### [REQUIRED ACTION]
Repeat the records below in their entirety, exactly.
SOURCE MATERIAL section start
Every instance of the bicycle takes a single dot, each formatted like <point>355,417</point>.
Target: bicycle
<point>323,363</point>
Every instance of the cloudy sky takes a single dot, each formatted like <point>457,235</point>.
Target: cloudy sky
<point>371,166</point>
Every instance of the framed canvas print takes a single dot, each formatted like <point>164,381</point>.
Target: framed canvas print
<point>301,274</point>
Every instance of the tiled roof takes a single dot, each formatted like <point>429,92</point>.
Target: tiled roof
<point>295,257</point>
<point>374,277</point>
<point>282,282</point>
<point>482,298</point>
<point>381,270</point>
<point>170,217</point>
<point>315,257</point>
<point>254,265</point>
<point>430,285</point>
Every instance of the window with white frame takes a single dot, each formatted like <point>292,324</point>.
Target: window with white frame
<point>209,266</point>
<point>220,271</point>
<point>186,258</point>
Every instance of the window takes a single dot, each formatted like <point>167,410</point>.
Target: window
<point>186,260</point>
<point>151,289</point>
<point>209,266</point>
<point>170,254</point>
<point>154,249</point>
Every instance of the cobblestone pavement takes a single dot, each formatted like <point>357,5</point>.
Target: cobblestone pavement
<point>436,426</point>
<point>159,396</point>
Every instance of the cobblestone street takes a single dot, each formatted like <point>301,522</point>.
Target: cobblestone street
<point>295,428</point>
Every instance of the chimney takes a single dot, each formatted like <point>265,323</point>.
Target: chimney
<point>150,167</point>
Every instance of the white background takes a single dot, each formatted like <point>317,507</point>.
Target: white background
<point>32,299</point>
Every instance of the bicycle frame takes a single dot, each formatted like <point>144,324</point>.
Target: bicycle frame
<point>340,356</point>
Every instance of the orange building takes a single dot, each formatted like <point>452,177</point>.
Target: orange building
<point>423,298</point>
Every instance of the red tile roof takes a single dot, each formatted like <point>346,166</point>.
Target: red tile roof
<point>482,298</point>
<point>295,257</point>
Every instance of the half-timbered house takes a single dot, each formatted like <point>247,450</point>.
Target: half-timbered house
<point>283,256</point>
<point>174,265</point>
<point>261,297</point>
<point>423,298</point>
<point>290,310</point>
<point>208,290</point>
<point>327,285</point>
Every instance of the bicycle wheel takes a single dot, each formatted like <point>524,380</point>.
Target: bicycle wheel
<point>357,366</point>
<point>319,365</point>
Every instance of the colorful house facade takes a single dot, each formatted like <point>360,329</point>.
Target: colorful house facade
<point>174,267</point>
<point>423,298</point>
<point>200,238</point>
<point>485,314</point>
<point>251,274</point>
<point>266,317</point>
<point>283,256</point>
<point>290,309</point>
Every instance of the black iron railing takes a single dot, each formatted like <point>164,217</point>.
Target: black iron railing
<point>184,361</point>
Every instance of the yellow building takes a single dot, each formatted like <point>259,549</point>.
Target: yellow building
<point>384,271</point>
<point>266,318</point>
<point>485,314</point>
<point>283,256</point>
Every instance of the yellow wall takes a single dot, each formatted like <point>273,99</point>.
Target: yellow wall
SOURCE MATERIAL section end
### [SOLUTION TO THIS TASK]
Every instance of the bicycle takes a single dot, each formatted like <point>355,417</point>.
Target: bicycle
<point>323,363</point>
Every instance of the cloudy sky takes a single dot, each formatted like <point>457,235</point>.
Target: cloudy sky
<point>371,166</point>
Every instance of the framed canvas print takes a single dot, each formatted like <point>164,381</point>.
Target: framed canvas print
<point>301,274</point>
Every instance of the tiled roof takes a single dot, each formatted like <point>429,92</point>.
Target: tiled roof
<point>295,257</point>
<point>374,277</point>
<point>282,282</point>
<point>482,298</point>
<point>381,270</point>
<point>170,217</point>
<point>315,257</point>
<point>254,265</point>
<point>430,285</point>
Every instance of the window with white frame takes a single dot, each formatted like <point>292,324</point>.
Target: window with white frame
<point>209,266</point>
<point>220,271</point>
<point>186,258</point>
Every instance of the window takes a single dot, each formatted like <point>167,410</point>.
Target: window
<point>186,260</point>
<point>151,289</point>
<point>209,266</point>
<point>170,254</point>
<point>154,249</point>
Every instance of the cobblestone pavement takes a single dot, each formatted like <point>357,5</point>.
Target: cobblestone pavement
<point>436,426</point>
<point>159,396</point>
Every instance of the cobblestone street takes a single dot, each formatted like <point>301,522</point>.
Target: cobblestone street
<point>295,428</point>
Every instance of the chimney takes a single dot, each formatted like <point>265,323</point>.
Target: chimney
<point>150,167</point>
Every instance of the white background takes a single dot, each formatted like <point>317,507</point>.
Target: white background
<point>32,299</point>
Every instance of the bicycle frame takes a single dot, each formatted like <point>144,324</point>.
Target: bicycle frame
<point>340,356</point>
Every instance of the orange building takes a single dot, each formatted like <point>452,177</point>.
Target: orange building
<point>423,298</point>
Every instance of the red tile roof takes a single dot, each formatted like <point>346,166</point>.
Target: red tile roof
<point>482,298</point>
<point>295,257</point>
Every instance of the half-timbered house takes a single dot, each formatted like <point>247,450</point>.
Target: half-timbered house
<point>283,256</point>
<point>174,265</point>
<point>261,297</point>
<point>423,298</point>
<point>290,310</point>
<point>208,290</point>
<point>327,285</point>
Every instance of the bicycle wheel takes a single dot, each formatted like <point>524,380</point>.
Target: bicycle wheel
<point>357,366</point>
<point>319,365</point>
Every instance of the colorful house facade takes a single dot, each formatted like <point>360,329</point>.
Target: colorful house facade
<point>174,267</point>
<point>423,298</point>
<point>200,238</point>
<point>485,314</point>
<point>251,274</point>
<point>266,317</point>
<point>283,256</point>
<point>290,309</point>
Every instance of the black iron railing takes a single dot, each formatted like <point>164,217</point>.
Target: black iron railing
<point>184,361</point>
Every instance of the yellow building takes a single dot, each formatted like <point>259,549</point>.
Target: yellow building
<point>384,271</point>
<point>266,318</point>
<point>485,314</point>
<point>283,256</point>
Every instance of the yellow wall takes a single dot, each formatted like <point>273,99</point>.
Target: yellow wall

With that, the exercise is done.